WHAT TO DO = Reproduce the following data word for word, changing nothing.

Start of RECORDS FOR THIS EXERCISE

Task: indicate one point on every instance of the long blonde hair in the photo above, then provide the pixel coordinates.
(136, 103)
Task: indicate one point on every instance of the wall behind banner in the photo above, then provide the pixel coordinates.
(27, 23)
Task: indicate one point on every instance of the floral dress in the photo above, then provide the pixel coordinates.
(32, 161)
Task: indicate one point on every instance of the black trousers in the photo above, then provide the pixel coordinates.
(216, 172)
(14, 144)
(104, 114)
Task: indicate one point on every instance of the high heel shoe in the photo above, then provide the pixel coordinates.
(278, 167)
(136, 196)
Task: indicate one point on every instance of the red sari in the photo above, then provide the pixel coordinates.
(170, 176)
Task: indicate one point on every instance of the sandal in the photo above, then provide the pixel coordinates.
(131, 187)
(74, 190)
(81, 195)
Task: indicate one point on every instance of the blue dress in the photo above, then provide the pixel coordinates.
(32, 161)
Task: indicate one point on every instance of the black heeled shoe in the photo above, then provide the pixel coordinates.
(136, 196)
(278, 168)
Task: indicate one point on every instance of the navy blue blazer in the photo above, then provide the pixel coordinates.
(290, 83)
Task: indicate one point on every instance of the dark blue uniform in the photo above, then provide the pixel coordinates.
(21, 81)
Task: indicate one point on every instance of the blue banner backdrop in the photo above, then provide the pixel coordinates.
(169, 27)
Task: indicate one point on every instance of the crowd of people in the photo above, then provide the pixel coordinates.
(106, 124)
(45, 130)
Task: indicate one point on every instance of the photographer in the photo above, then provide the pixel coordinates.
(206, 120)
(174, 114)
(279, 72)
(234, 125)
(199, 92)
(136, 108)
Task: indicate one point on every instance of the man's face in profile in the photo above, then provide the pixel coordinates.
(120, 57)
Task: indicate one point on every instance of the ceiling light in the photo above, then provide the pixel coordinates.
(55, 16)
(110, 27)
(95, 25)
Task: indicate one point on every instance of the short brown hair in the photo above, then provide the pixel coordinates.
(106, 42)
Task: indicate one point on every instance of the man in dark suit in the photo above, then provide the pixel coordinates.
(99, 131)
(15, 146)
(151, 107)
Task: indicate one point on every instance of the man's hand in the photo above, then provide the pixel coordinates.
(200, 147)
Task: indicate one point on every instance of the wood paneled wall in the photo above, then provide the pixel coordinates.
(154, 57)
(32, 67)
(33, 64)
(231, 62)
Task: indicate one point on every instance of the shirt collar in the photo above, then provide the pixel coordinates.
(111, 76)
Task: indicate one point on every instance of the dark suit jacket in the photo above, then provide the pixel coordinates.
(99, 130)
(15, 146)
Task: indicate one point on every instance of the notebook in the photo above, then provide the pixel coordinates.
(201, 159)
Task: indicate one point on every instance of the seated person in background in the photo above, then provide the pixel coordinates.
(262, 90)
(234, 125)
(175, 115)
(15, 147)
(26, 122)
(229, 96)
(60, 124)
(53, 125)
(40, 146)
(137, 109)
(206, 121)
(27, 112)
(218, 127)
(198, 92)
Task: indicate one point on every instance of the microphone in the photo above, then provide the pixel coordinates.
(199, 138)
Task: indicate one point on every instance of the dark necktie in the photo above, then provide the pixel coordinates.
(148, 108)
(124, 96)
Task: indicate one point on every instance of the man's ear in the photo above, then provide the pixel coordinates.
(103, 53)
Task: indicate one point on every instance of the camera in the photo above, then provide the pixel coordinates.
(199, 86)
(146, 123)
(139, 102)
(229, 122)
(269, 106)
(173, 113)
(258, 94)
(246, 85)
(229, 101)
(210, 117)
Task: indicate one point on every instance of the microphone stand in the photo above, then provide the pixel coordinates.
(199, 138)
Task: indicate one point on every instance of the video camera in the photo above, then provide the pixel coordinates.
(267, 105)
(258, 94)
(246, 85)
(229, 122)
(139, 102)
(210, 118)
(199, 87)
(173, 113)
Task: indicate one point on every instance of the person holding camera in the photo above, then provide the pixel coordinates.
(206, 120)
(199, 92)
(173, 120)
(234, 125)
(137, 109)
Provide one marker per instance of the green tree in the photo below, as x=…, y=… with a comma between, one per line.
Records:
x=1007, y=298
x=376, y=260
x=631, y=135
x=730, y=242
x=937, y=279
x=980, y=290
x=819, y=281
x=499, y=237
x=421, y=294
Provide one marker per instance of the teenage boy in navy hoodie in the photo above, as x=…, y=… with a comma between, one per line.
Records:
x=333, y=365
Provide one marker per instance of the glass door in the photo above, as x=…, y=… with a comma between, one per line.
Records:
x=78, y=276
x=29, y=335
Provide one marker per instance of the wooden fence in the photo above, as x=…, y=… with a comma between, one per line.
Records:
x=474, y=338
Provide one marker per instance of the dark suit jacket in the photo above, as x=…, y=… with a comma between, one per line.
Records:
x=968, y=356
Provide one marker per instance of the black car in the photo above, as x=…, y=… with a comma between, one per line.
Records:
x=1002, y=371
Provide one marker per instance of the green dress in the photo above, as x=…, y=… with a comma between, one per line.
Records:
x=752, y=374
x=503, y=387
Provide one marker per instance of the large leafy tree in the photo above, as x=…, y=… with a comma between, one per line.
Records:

End of RECORDS FOR THIS EXERCISE

SOLUTION BELOW =
Task: indicate one point on every instance of the long blonde hair in the photo above, then provide the pixel coordinates.
(136, 103)
Task: indicate one point on every instance of the wall behind banner in the photo above, then provide the pixel coordinates.
(27, 23)
Task: indicate one point on every instance of the floral dress in the photo above, then provide the pixel coordinates.
(32, 161)
Task: indicate one point on every instance of the black trousers in the photo above, then provide the pixel coordinates.
(216, 172)
(14, 144)
(104, 114)
Task: indicate one point on every instance of the high heel shoe in the photo above, then provide the pixel coordinates.
(278, 167)
(136, 196)
Task: indicate one point on every instance of the red sari in the photo above, then provide the pixel coordinates.
(170, 176)
Task: indicate one point on every instance of the sandal in the photo above, then provide the pixel coordinates.
(131, 187)
(74, 190)
(81, 195)
Task: indicate one point on every instance of the blue dress in the photo above, then provide the pixel coordinates.
(32, 161)
Task: indicate one point on every instance of the black heeled shoe in the photo above, then provide the pixel coordinates.
(136, 196)
(278, 168)
Task: indicate one point on every instance of the navy blue blazer in the photo above, then provide the pixel coordinates.
(290, 83)
Task: indicate one point on every instance of the dark blue uniform in the photo above, then provide the pixel coordinates.
(21, 81)
Task: indicate one point on every instance of the blue banner backdrop in the photo above, then provide the pixel coordinates.
(169, 27)
Task: indicate one point on every instance of the crowd of people in the photo above, then provide the pixel coordinates.
(106, 124)
(45, 130)
Task: indicate one point on every instance of the photographer in the photo above, then provide the pixel coordinates.
(206, 120)
(174, 114)
(279, 72)
(234, 125)
(199, 92)
(136, 108)
Task: indicate one point on every instance of the man's face in profile in the photo above, then provide the pixel coordinates.
(120, 57)
Task: indicate one point on every instance of the ceiling light in the photo above, then provide the pixel coordinates.
(55, 16)
(110, 27)
(95, 25)
Task: indicate one point on every instance of the short brown hair in the photo above, then provide the pixel coordinates.
(106, 42)
Task: indicate one point on every instance of the man in dark suit in the photo above, then provide the pixel coordinates.
(99, 131)
(15, 146)
(151, 107)
Task: indicate one point on every instance of the man's hand in the photo above, then provide the pixel coordinates.
(200, 147)
Task: indicate one point on every instance of the wood paneled wall in the photo above, then provide the pixel coordinates.
(154, 57)
(32, 67)
(33, 64)
(231, 62)
Task: indicate one point on every instance of the shirt collar in the photo above, then provide the pixel coordinates.
(111, 76)
Task: indicate one point on every instance of the dark suit jacket in the photo above, then provide the pixel coordinates.
(99, 130)
(15, 146)
Task: indicate one point on every instance of the notebook in the photo above, then provide the pixel coordinates.
(201, 159)
Task: indicate one point on every instance of the seated person in background in the photo above, then provide the pixel coordinates.
(262, 90)
(234, 125)
(175, 115)
(15, 147)
(26, 122)
(229, 96)
(60, 124)
(53, 125)
(40, 146)
(137, 109)
(206, 121)
(27, 112)
(218, 127)
(198, 92)
Task: indicate one point on every instance of the microphone in the photo above, then provide the pixel coordinates.
(199, 138)
Task: indicate one point on every instance of the dark necktie in the photo above, then provide the pixel coordinates.
(148, 108)
(124, 96)
Task: indicate one point on every instance of the man's ear in the photo above, then provide the pixel coordinates.
(103, 53)
Task: indicate one point on every instance of the camera in the photo above, then provide the pixel coordinates.
(199, 86)
(146, 123)
(139, 102)
(229, 122)
(269, 106)
(173, 113)
(258, 94)
(246, 85)
(229, 101)
(210, 117)
Task: indicate one point on every instance of the microphone stand in the photo above, then provide the pixel coordinates.
(199, 138)
Task: indicate one point on every instance of the video camera in the photo above, then provide the pixel coordinates.
(267, 105)
(258, 94)
(246, 85)
(229, 122)
(139, 102)
(210, 118)
(199, 87)
(173, 113)
Task: indicate one point on every instance of the person holding camera in the photo above, then provide the pixel coordinates.
(206, 120)
(199, 92)
(173, 120)
(234, 125)
(137, 109)
Provide one marker per instance of the green tree in the photo below, as x=…, y=… with a comma between, one per line.
Records:
x=1007, y=298
x=376, y=260
x=631, y=135
x=730, y=242
x=937, y=279
x=980, y=290
x=819, y=281
x=499, y=237
x=421, y=294
Provide one marker per instance of the teenage boy in navy hoodie in the photo above, as x=…, y=… with a comma between, one per line.
Records:
x=333, y=365
Provide one marker per instance of the glass door in the photo above, as x=…, y=… with a comma between, one per line.
Records:
x=78, y=276
x=29, y=335
Provide one marker per instance of the wooden fence in the photo above, as x=…, y=… with a comma between, one per line.
Records:
x=474, y=338
Provide one marker per instance of the dark suit jacket in the photo above, as x=…, y=… with a comma between, one per line.
Records:
x=968, y=356
Provide one marker per instance of the black car in the photo above, as x=…, y=… with a comma between, one per line.
Records:
x=1002, y=371
Provide one marker per instance of the green dress in the photo above, as x=…, y=… with a comma between, one per line.
Records:
x=752, y=374
x=503, y=387
Provide one marker per instance of the large leafy tree in the photo above, as x=…, y=… with a comma between, one per line.
Records:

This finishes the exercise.